▸ **Objective**: Rewrite the rows below, swapping every "integer keys" for "whole-number keys" and leaving everything else unchanged.

▸ **Provided data**:
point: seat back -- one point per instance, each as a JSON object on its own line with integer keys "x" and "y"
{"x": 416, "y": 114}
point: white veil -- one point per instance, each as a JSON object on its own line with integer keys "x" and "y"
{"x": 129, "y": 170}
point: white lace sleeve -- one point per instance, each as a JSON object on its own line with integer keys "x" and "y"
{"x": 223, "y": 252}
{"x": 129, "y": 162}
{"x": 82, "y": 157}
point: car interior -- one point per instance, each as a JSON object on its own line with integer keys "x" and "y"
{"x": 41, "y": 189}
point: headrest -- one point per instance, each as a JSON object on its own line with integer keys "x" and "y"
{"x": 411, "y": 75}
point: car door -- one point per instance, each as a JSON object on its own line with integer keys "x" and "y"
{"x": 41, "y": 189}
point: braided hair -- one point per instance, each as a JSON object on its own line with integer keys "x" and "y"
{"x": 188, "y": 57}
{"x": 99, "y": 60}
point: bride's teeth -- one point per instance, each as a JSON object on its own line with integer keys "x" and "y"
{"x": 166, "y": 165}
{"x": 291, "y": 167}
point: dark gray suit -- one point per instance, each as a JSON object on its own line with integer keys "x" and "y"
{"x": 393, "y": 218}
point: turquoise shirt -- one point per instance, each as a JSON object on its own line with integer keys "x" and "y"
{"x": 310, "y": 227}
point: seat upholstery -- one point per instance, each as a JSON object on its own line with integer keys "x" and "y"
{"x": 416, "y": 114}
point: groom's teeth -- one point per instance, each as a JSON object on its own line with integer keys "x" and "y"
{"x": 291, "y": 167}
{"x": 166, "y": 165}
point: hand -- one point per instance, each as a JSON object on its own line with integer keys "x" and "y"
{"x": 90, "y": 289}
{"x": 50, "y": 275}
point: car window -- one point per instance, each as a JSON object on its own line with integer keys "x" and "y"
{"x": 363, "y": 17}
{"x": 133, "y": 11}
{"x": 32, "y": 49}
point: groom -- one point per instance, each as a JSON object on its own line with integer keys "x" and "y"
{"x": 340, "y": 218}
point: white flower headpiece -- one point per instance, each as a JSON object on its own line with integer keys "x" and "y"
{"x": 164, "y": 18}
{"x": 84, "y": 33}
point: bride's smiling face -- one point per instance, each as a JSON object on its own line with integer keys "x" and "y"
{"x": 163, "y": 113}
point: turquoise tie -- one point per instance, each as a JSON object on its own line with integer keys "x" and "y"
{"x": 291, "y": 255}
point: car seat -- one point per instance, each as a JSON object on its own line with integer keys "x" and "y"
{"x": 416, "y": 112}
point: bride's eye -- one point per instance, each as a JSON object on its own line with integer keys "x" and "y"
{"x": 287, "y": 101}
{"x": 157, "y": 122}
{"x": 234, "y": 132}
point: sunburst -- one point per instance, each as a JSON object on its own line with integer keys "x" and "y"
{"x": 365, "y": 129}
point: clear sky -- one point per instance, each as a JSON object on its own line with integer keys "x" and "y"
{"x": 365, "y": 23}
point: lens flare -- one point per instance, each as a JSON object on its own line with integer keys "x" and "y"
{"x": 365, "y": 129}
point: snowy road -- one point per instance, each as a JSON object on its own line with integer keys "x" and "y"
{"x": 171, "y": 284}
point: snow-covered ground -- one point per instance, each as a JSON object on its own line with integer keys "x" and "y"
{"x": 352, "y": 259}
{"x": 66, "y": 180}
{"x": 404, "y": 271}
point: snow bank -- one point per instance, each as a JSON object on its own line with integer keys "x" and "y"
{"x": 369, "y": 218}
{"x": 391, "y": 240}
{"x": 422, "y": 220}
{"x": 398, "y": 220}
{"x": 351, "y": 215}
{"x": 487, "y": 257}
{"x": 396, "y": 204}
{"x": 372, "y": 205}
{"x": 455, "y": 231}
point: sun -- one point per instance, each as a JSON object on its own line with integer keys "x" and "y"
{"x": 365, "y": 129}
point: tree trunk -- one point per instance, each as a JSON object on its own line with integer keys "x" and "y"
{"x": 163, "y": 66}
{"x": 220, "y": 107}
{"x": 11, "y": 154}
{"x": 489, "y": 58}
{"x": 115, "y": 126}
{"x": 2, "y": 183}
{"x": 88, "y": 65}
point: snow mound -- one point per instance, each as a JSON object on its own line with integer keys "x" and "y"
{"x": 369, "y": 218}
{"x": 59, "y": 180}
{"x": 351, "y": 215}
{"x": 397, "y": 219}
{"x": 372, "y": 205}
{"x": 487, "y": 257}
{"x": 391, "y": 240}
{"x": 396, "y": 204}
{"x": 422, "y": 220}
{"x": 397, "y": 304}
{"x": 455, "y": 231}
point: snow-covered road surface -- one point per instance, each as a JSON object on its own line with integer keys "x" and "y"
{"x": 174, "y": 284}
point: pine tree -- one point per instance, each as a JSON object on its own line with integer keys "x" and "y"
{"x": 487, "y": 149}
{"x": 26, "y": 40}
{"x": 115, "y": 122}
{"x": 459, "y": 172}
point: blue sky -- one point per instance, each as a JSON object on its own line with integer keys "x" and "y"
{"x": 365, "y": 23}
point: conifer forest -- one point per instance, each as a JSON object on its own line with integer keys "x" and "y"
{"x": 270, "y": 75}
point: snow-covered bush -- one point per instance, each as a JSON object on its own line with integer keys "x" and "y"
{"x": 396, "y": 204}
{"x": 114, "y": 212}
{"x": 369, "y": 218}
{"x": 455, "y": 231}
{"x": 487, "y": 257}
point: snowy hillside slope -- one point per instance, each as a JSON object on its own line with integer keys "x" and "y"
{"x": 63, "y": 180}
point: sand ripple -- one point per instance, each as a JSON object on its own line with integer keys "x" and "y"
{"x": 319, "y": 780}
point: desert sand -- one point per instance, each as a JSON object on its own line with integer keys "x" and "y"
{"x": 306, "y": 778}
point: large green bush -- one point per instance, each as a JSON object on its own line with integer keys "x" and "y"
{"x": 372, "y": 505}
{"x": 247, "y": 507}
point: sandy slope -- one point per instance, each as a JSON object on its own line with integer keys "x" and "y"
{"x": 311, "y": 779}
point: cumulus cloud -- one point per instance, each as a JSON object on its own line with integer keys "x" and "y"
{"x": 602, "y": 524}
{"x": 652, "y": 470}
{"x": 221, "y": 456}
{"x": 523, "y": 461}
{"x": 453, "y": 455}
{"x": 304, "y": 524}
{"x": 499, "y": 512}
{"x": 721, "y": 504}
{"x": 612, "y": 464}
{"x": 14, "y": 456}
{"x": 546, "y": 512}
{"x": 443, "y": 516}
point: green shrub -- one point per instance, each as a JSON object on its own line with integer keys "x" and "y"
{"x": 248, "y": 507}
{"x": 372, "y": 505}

▸ **Exercise result**:
point: seat back -- one point per instance, each as a JSON object on its own line with whole-number keys "x" and "y"
{"x": 416, "y": 114}
point: white veil -- one point per instance, each as a JSON object on its own line with whole-number keys "x" and "y"
{"x": 129, "y": 170}
point: white lace sleeve -- one point per instance, each as a JSON object on its own line with whole-number keys "x" and "y"
{"x": 223, "y": 252}
{"x": 129, "y": 162}
{"x": 82, "y": 157}
point: car interior -- one point per instance, each as a JSON object on its own line with whole-number keys "x" and "y"
{"x": 41, "y": 189}
point: headrest -- one point per instance, each as a JSON object on its own line with whole-number keys "x" and "y"
{"x": 411, "y": 75}
point: car door -- one point per instance, each as a JSON object on its own line with whole-number keys "x" and "y"
{"x": 41, "y": 189}
point: braided hair -- one point per instance, each as a JSON object on its own line with whole-number keys "x" and "y"
{"x": 188, "y": 57}
{"x": 99, "y": 60}
point: bride's teeth -- one point per instance, each as a JSON object on its own line with whole-number keys "x" and "y"
{"x": 166, "y": 165}
{"x": 291, "y": 167}
point: dark gray suit -- one point per instance, each as a JSON object on its own line with whole-number keys "x" and "y"
{"x": 393, "y": 218}
point: turquoise shirt -- one point per instance, each as a JSON object on its own line with whole-number keys "x" and "y"
{"x": 310, "y": 227}
point: seat upholstery -- one point per instance, each as a JSON object on its own line with whole-number keys "x" and "y"
{"x": 416, "y": 114}
point: groom's teeth -- one point per instance, each as a JSON object on its own line with whole-number keys "x" and "y"
{"x": 291, "y": 167}
{"x": 166, "y": 165}
point: hand -- one point per instance, each as a JSON object on its own line with whole-number keys "x" and "y"
{"x": 90, "y": 289}
{"x": 50, "y": 275}
point: car window -- one point per instance, each as a JSON object on its own line with whole-number keys "x" and "y"
{"x": 363, "y": 17}
{"x": 133, "y": 11}
{"x": 32, "y": 49}
point: groom -- one point per instance, each as a JSON object on its own line with whole-number keys "x" and "y"
{"x": 340, "y": 218}
point: white flower headpiece -- one point per instance, each as a JSON object on its own line with whole-number keys "x" and "y"
{"x": 164, "y": 18}
{"x": 84, "y": 33}
point: bride's smiling face -- one point per instance, each as a JSON object on its own line with whole-number keys "x" and "y"
{"x": 163, "y": 113}
point: turquoise tie -- one point per instance, each as a JSON object on its own line with whole-number keys "x" and "y"
{"x": 291, "y": 255}
point: car seat -- one point per instance, each as a JSON object on its own line with whole-number keys "x" and "y"
{"x": 416, "y": 112}
point: bride's eye -- one point per instance, each as a JSON object on its own line with whole-number keys "x" and "y"
{"x": 287, "y": 101}
{"x": 157, "y": 122}
{"x": 234, "y": 132}
point: sunburst -- one point per instance, each as a JSON object on its own line with whole-number keys "x" and "y"
{"x": 365, "y": 129}
point: clear sky -- one point per instance, each as a JSON object on its own line with whole-number keys "x" and "y"
{"x": 365, "y": 23}
point: lens flare -- one point per instance, each as a JSON object on its own line with whole-number keys "x" and "y"
{"x": 365, "y": 129}
point: snowy road -- one point per instance, each as a JSON object on its own line with whole-number keys "x" and "y"
{"x": 171, "y": 284}
point: snow-covered ground -- one point per instance, each as a JSON object on its own line with whole-number keys "x" and "y"
{"x": 352, "y": 259}
{"x": 66, "y": 180}
{"x": 404, "y": 271}
point: snow bank -- one point per instance, each as a JSON object on its own line with whole-number keys "x" and "y"
{"x": 369, "y": 218}
{"x": 391, "y": 240}
{"x": 422, "y": 220}
{"x": 398, "y": 220}
{"x": 351, "y": 215}
{"x": 487, "y": 257}
{"x": 396, "y": 204}
{"x": 372, "y": 205}
{"x": 455, "y": 231}
point: sun -- one point per instance, each as a JSON object on its own line with whole-number keys "x" and "y"
{"x": 365, "y": 129}
point: tree trunk -- one point per instance, each as a JSON object on its own line with whole-number keys "x" and "y"
{"x": 163, "y": 66}
{"x": 220, "y": 107}
{"x": 11, "y": 154}
{"x": 489, "y": 58}
{"x": 115, "y": 126}
{"x": 2, "y": 183}
{"x": 88, "y": 65}
point: snow mound -- one point per instance, each as a JSON object on its own line with whole-number keys "x" and "y"
{"x": 369, "y": 218}
{"x": 59, "y": 180}
{"x": 351, "y": 215}
{"x": 397, "y": 219}
{"x": 372, "y": 205}
{"x": 487, "y": 257}
{"x": 391, "y": 240}
{"x": 396, "y": 204}
{"x": 422, "y": 220}
{"x": 397, "y": 304}
{"x": 455, "y": 231}
point: snow-covered road surface -- one point per instance, each as a JSON object on its own line with whole-number keys "x" and "y"
{"x": 174, "y": 284}
point: pine tree -- one point per instance, each as a JSON object on its own line with whole-number keys "x" and "y"
{"x": 487, "y": 149}
{"x": 26, "y": 40}
{"x": 115, "y": 122}
{"x": 459, "y": 172}
point: blue sky -- one point per instance, each as a JSON object on its own line with whole-number keys "x" and "y"
{"x": 365, "y": 23}
point: conifer forest -- one point per instance, each as a JSON object on its own line with whole-number keys "x" and "y"
{"x": 270, "y": 75}
point: snow-covered bush -- one point per instance, each as a JSON object on its own line with whole-number keys "x" and "y"
{"x": 396, "y": 204}
{"x": 114, "y": 212}
{"x": 369, "y": 218}
{"x": 455, "y": 231}
{"x": 487, "y": 257}
point: snowy hillside slope -- one point per instance, each as a JSON object on its own line with whole-number keys "x" and "y"
{"x": 63, "y": 180}
point: sand ripple -- one point per instance, each as a JSON object on its own line with whole-number keys "x" and "y"
{"x": 319, "y": 780}
point: desert sand -- one point per instance, each as a JSON object on its own line with whole-number keys "x" and "y"
{"x": 306, "y": 778}
point: large green bush -- one point per instance, each as a JSON object on its own line with whole-number keys "x" and "y"
{"x": 372, "y": 505}
{"x": 247, "y": 507}
point: sandy slope -- one point per instance, each as a JSON object on its own line with whole-number keys "x" and "y"
{"x": 311, "y": 779}
point: cumulus cloud -- one point per instance, each as a JSON object on its own line with whole-number keys "x" and "y"
{"x": 602, "y": 524}
{"x": 652, "y": 470}
{"x": 221, "y": 456}
{"x": 523, "y": 461}
{"x": 453, "y": 455}
{"x": 304, "y": 524}
{"x": 499, "y": 512}
{"x": 721, "y": 504}
{"x": 612, "y": 464}
{"x": 14, "y": 456}
{"x": 546, "y": 512}
{"x": 443, "y": 516}
point: green shrub -- one point per instance, each as a JSON object on its own line with whole-number keys "x" and "y"
{"x": 248, "y": 507}
{"x": 372, "y": 505}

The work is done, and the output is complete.